- Entries taken from a collection -
_ _ _ _

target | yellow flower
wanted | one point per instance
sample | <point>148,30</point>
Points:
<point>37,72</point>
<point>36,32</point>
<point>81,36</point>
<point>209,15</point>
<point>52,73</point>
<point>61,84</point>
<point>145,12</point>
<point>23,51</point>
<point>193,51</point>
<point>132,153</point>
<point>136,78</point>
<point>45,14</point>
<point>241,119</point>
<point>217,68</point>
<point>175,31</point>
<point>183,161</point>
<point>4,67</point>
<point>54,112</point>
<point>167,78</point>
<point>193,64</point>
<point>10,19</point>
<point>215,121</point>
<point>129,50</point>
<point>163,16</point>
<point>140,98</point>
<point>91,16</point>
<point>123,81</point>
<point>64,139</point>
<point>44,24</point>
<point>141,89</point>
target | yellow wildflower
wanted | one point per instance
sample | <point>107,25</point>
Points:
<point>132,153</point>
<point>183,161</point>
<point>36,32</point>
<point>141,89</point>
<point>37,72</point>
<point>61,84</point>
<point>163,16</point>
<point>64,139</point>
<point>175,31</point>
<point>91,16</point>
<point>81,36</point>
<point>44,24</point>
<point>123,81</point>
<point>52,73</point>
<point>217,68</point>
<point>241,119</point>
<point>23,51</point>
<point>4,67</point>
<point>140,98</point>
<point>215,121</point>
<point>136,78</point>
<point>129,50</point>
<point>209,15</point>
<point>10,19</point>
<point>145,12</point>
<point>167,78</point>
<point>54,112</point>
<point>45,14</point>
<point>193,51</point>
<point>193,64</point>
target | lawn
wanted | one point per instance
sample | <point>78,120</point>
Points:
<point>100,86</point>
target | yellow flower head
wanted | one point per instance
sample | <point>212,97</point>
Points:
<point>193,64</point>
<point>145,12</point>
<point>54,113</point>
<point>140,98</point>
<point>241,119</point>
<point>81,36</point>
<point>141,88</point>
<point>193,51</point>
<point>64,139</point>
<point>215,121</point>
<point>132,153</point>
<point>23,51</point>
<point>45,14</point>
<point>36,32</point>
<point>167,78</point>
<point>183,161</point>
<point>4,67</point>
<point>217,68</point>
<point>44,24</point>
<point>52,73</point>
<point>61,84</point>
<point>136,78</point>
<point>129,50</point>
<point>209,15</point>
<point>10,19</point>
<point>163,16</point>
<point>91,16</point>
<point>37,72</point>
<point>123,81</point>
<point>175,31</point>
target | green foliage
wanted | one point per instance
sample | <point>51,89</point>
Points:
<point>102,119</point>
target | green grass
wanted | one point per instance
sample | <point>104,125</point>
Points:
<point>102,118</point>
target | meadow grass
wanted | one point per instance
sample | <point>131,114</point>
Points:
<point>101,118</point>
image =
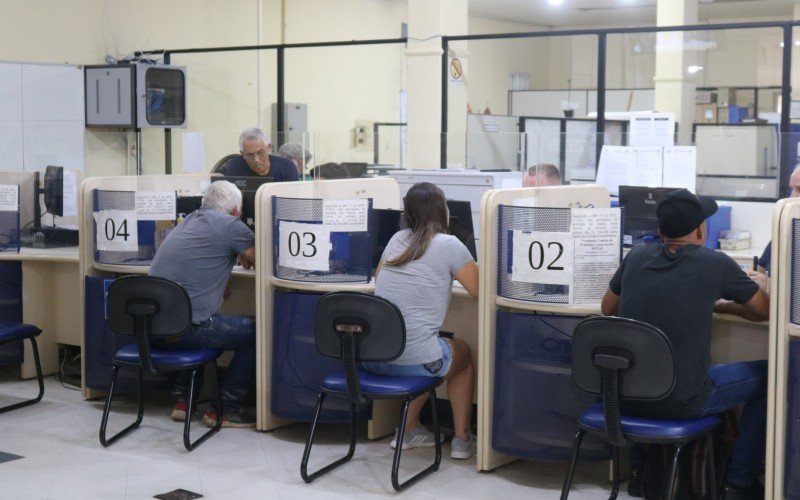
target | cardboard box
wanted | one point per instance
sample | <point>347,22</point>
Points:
<point>705,113</point>
<point>705,97</point>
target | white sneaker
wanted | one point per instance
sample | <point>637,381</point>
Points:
<point>418,438</point>
<point>461,449</point>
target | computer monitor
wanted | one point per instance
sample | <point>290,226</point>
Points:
<point>54,190</point>
<point>187,204</point>
<point>386,223</point>
<point>639,210</point>
<point>248,186</point>
<point>461,224</point>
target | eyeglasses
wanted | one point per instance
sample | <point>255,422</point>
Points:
<point>261,153</point>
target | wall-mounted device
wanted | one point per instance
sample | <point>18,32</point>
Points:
<point>137,95</point>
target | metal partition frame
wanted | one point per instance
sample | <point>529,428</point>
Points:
<point>601,35</point>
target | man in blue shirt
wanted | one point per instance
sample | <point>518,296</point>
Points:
<point>256,160</point>
<point>199,254</point>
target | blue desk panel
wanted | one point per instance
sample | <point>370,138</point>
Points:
<point>536,404</point>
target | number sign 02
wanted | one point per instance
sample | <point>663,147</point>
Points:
<point>542,257</point>
<point>304,246</point>
<point>116,230</point>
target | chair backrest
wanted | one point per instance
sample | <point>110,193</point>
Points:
<point>147,307</point>
<point>355,327</point>
<point>222,164</point>
<point>622,359</point>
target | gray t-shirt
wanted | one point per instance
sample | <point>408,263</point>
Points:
<point>421,290</point>
<point>199,254</point>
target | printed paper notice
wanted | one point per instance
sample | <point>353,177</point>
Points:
<point>116,231</point>
<point>542,257</point>
<point>9,198</point>
<point>193,153</point>
<point>597,251</point>
<point>70,193</point>
<point>347,215</point>
<point>304,246</point>
<point>680,167</point>
<point>652,129</point>
<point>155,205</point>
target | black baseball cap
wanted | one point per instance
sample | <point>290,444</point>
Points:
<point>681,212</point>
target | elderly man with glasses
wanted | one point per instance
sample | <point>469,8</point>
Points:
<point>256,160</point>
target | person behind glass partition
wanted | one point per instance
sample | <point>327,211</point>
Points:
<point>256,160</point>
<point>295,153</point>
<point>543,174</point>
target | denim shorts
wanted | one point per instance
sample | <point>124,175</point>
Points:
<point>436,368</point>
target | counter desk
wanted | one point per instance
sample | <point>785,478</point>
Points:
<point>50,297</point>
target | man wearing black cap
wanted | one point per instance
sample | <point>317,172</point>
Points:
<point>676,285</point>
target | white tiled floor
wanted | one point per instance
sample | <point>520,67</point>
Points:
<point>64,460</point>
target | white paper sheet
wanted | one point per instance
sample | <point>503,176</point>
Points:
<point>345,215</point>
<point>193,152</point>
<point>645,170</point>
<point>9,198</point>
<point>304,246</point>
<point>542,257</point>
<point>680,167</point>
<point>70,194</point>
<point>652,129</point>
<point>155,205</point>
<point>614,167</point>
<point>116,230</point>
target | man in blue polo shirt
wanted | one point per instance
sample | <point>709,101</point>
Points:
<point>256,160</point>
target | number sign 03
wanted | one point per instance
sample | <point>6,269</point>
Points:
<point>304,246</point>
<point>116,230</point>
<point>542,257</point>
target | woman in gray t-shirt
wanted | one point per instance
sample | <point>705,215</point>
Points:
<point>416,274</point>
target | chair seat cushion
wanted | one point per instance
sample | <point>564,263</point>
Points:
<point>650,428</point>
<point>164,359</point>
<point>17,331</point>
<point>379,386</point>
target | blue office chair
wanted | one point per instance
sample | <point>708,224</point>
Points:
<point>147,307</point>
<point>358,327</point>
<point>625,360</point>
<point>17,333</point>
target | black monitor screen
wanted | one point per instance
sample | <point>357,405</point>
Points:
<point>248,186</point>
<point>187,204</point>
<point>386,223</point>
<point>54,190</point>
<point>461,224</point>
<point>639,209</point>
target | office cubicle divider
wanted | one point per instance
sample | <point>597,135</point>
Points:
<point>507,324</point>
<point>536,404</point>
<point>348,253</point>
<point>11,308</point>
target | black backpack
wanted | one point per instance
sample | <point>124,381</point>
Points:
<point>691,480</point>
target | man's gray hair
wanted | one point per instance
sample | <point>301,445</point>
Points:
<point>250,134</point>
<point>224,196</point>
<point>294,150</point>
<point>548,170</point>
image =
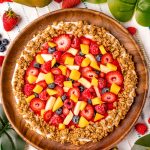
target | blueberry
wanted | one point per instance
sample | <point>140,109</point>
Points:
<point>104,90</point>
<point>75,119</point>
<point>51,50</point>
<point>2,48</point>
<point>59,111</point>
<point>37,65</point>
<point>5,42</point>
<point>51,85</point>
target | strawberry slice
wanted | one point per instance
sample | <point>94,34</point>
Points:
<point>45,68</point>
<point>63,42</point>
<point>109,97</point>
<point>37,105</point>
<point>88,112</point>
<point>114,77</point>
<point>48,115</point>
<point>106,58</point>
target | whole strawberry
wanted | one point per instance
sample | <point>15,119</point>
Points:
<point>10,20</point>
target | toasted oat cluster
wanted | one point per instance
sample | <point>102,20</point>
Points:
<point>74,82</point>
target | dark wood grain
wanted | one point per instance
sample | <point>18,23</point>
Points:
<point>92,17</point>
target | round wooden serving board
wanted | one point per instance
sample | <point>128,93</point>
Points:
<point>41,23</point>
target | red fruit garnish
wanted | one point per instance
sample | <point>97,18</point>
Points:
<point>56,71</point>
<point>44,95</point>
<point>141,128</point>
<point>88,112</point>
<point>109,97</point>
<point>106,58</point>
<point>45,68</point>
<point>37,105</point>
<point>101,83</point>
<point>132,30</point>
<point>10,20</point>
<point>114,77</point>
<point>63,42</point>
<point>78,59</point>
<point>28,89</point>
<point>94,49</point>
<point>70,3</point>
<point>47,115</point>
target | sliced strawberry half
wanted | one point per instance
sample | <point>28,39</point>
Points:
<point>63,42</point>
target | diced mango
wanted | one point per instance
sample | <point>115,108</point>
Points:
<point>58,104</point>
<point>74,75</point>
<point>115,88</point>
<point>98,117</point>
<point>102,49</point>
<point>49,78</point>
<point>63,69</point>
<point>83,122</point>
<point>84,48</point>
<point>69,61</point>
<point>39,59</point>
<point>28,99</point>
<point>85,62</point>
<point>38,89</point>
<point>51,92</point>
<point>31,79</point>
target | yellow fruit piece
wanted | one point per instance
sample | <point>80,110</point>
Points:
<point>83,122</point>
<point>84,48</point>
<point>111,67</point>
<point>31,79</point>
<point>98,117</point>
<point>69,61</point>
<point>58,104</point>
<point>115,88</point>
<point>95,65</point>
<point>38,89</point>
<point>102,49</point>
<point>39,59</point>
<point>68,84</point>
<point>61,126</point>
<point>94,82</point>
<point>28,99</point>
<point>85,62</point>
<point>74,75</point>
<point>53,62</point>
<point>96,101</point>
<point>74,98</point>
<point>51,92</point>
<point>51,44</point>
<point>63,69</point>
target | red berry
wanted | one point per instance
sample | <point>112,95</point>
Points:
<point>63,42</point>
<point>109,97</point>
<point>114,77</point>
<point>88,112</point>
<point>141,128</point>
<point>37,105</point>
<point>47,115</point>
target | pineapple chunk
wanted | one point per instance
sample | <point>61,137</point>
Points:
<point>98,117</point>
<point>83,122</point>
<point>84,48</point>
<point>74,75</point>
<point>28,99</point>
<point>38,89</point>
<point>49,78</point>
<point>102,49</point>
<point>85,62</point>
<point>31,79</point>
<point>39,59</point>
<point>69,61</point>
<point>58,104</point>
<point>115,88</point>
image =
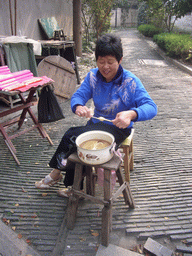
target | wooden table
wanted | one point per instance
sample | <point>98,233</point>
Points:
<point>25,106</point>
<point>65,49</point>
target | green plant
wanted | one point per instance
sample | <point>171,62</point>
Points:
<point>149,30</point>
<point>175,45</point>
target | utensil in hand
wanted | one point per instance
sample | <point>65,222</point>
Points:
<point>102,119</point>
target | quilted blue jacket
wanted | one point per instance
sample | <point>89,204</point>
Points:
<point>124,92</point>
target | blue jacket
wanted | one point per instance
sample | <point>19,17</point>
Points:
<point>124,92</point>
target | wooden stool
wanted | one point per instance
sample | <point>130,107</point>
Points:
<point>113,164</point>
<point>127,146</point>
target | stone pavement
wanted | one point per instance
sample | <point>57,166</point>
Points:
<point>161,182</point>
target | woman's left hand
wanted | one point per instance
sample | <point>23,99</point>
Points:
<point>124,118</point>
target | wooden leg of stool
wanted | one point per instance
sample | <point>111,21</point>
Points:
<point>126,163</point>
<point>74,199</point>
<point>90,185</point>
<point>127,191</point>
<point>107,210</point>
<point>131,157</point>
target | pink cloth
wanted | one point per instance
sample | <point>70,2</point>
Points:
<point>20,81</point>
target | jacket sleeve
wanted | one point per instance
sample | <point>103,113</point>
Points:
<point>143,104</point>
<point>82,95</point>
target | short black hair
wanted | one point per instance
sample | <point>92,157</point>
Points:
<point>109,44</point>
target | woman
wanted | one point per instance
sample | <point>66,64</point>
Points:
<point>117,94</point>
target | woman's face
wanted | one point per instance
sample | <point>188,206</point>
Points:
<point>108,66</point>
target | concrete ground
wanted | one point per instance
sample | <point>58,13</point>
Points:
<point>161,181</point>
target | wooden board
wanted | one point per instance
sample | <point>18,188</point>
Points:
<point>49,25</point>
<point>61,71</point>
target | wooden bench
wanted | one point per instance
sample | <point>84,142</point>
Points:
<point>107,201</point>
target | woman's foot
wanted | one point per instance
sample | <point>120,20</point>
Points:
<point>67,192</point>
<point>50,180</point>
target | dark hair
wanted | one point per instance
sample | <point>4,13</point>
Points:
<point>109,44</point>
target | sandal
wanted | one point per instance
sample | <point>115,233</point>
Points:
<point>47,182</point>
<point>67,192</point>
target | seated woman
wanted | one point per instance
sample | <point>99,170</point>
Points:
<point>117,95</point>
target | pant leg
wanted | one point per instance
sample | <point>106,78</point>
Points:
<point>67,145</point>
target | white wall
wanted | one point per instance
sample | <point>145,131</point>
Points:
<point>28,11</point>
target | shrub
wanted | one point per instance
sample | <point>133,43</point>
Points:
<point>149,30</point>
<point>175,45</point>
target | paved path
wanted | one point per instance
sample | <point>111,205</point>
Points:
<point>161,181</point>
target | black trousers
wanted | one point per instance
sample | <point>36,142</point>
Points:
<point>67,145</point>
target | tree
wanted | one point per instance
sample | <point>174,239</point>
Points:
<point>96,14</point>
<point>168,10</point>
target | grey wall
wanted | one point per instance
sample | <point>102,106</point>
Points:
<point>28,11</point>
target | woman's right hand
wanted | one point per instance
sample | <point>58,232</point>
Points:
<point>83,111</point>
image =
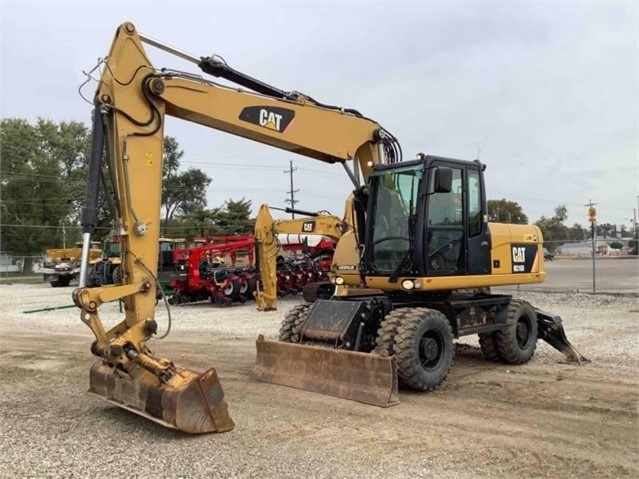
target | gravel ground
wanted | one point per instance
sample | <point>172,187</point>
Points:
<point>543,419</point>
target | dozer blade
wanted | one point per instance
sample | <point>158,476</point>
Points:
<point>552,331</point>
<point>197,406</point>
<point>357,376</point>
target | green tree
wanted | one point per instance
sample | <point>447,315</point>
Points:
<point>577,233</point>
<point>234,217</point>
<point>183,193</point>
<point>553,229</point>
<point>506,211</point>
<point>39,187</point>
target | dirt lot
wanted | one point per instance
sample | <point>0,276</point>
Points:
<point>543,419</point>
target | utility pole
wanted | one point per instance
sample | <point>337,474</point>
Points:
<point>292,192</point>
<point>592,217</point>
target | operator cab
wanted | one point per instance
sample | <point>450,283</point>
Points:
<point>427,217</point>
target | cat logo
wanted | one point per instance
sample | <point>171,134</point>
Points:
<point>271,117</point>
<point>519,254</point>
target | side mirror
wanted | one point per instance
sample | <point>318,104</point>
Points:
<point>443,180</point>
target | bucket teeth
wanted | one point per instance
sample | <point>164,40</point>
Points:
<point>195,406</point>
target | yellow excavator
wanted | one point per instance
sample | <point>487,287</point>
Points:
<point>267,246</point>
<point>420,242</point>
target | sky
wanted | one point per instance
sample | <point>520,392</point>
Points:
<point>545,93</point>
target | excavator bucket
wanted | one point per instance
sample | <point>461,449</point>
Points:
<point>363,377</point>
<point>552,331</point>
<point>196,406</point>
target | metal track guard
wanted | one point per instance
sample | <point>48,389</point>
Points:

_ _ _ _

- Request -
Write out the material again from the line with "target | paved path" up to and including the line with "<point>545,93</point>", adjusting every coordinate in the answer points by -130 and leaving all other lines, sample points included, unchanged. Leave the pictures out.

- Solution for this exercise -
target | paved path
wanted | one point per instance
sample | <point>111,205</point>
Points:
<point>31,51</point>
target | black trousers
wanted | one point per instance
sample | <point>36,142</point>
Points:
<point>-63,15</point>
target | tree
wanted | one point per instance
sample | <point>174,239</point>
Points:
<point>-34,-116</point>
<point>38,-120</point>
target | grey wall
wanted | one point per instance
sample | <point>102,106</point>
Points:
<point>-102,-119</point>
target | woman's right hand
wanted | one point per instance
sample | <point>58,232</point>
Points:
<point>-47,-19</point>
image =
target | gravel ground
wanted | one point per instance
sample | <point>172,187</point>
Points:
<point>413,289</point>
target | dozer blade
wanted | one point per instance
sample | <point>158,476</point>
Points:
<point>422,201</point>
<point>67,276</point>
<point>227,246</point>
target | green tree
wanted | one point per instance
sample | <point>447,315</point>
Points:
<point>447,103</point>
<point>104,87</point>
<point>53,63</point>
<point>423,99</point>
<point>376,81</point>
<point>-91,57</point>
target | dirt lot
wanted | one point per instance
sample | <point>0,276</point>
Points:
<point>413,289</point>
target | utility pole
wanted | one point per instance
sample | <point>337,474</point>
Points:
<point>162,62</point>
<point>462,87</point>
target | operator cab
wanted | one point per instance
sample | <point>450,283</point>
Points:
<point>297,87</point>
target | cat logo
wanted | one point per instance
sample | <point>171,134</point>
Points:
<point>141,-13</point>
<point>389,124</point>
target | side mirror
wanted | one point per instance
sample | <point>318,104</point>
Points:
<point>313,50</point>
target | bucket teeth
wanted | one point per instance
sample | <point>164,40</point>
Points:
<point>65,276</point>
target | yellow excavator
wanted | one point per instance
sample | <point>487,287</point>
Points:
<point>137,116</point>
<point>290,112</point>
target | sky
wanted | one point per instance
sample | <point>520,392</point>
Points:
<point>415,-37</point>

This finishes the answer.